● DATA SECTION:
## Begin

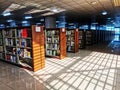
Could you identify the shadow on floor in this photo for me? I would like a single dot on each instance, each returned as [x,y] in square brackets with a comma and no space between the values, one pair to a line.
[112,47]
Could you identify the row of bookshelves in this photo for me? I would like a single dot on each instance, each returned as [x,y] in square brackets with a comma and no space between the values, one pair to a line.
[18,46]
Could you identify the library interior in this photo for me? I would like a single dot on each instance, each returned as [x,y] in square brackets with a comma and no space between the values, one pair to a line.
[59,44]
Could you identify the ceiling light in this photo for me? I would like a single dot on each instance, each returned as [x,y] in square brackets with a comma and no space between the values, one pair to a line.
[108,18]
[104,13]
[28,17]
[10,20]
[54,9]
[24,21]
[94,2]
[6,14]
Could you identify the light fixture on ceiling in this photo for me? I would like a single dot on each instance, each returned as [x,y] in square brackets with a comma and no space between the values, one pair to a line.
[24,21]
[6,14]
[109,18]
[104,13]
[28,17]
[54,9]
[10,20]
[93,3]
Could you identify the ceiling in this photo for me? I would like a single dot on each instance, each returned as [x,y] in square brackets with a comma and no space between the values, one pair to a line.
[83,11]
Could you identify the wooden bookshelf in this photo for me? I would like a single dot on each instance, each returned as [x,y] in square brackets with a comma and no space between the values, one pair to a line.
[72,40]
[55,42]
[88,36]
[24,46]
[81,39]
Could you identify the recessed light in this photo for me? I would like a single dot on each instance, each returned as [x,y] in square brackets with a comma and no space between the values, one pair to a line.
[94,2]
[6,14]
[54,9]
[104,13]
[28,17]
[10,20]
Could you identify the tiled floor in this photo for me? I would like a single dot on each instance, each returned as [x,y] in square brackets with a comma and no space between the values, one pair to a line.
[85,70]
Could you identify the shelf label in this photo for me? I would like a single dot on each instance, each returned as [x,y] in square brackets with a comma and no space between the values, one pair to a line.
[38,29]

## End

● THE PROBLEM:
Return the records above without changes, from the line with "Could you identify the library" through the end of the records, both lines included.

● RESULT OF THE TASK:
Could you identify the library interior in this photo for me? I would like a single dot on each instance, each returned as [x,y] in square brackets with a comma and no space between the values, one pair to a line.
[59,44]
Could you identify the ceiling light in this photo for me? I would like a single dot on each instance, each returned as [x,y] in square brackets with a comma and no space between the values, one pair to a line.
[108,18]
[104,13]
[28,17]
[10,20]
[54,9]
[24,21]
[94,2]
[6,14]
Could you identify the light fixture on ceiling in this photo for me? I would like a single dot on each instance, each returned as [x,y] in square brackets with a comma and no space between the values, one pair to a line.
[24,21]
[6,14]
[109,18]
[104,13]
[28,17]
[54,9]
[10,20]
[93,3]
Could you identify the ceiling in this photo for me? I would like a single dot on each instance, each returned as [x,y] in square brackets with a comma and no space between the values, one pair to a line.
[83,11]
Could you identify the wooden bookshelf in this photo for me? I would like a single dot on each instance, each returned as [x,y] in square brackets with a comma and no space between the values, one pair to a line.
[72,40]
[55,42]
[88,36]
[24,46]
[81,39]
Could you identify the recessed light in this photo for me? I would like a single dot on each instance, each returned as [x,y] in square brackets with a comma and no space between the values, one pair to a line.
[94,2]
[6,14]
[54,9]
[104,13]
[28,17]
[10,20]
Could you identify the tiled floor in this photo for me? I would like a single dot on each instance, each returned as [x,y] in square brackets with a comma and no space between the values, one pair to a line.
[85,70]
Could you identify the shelf label in this photo for me? I would like a single dot on each instance, each returned as [x,y] in square brackets with a comma and no space between the values, one pair to a line.
[38,29]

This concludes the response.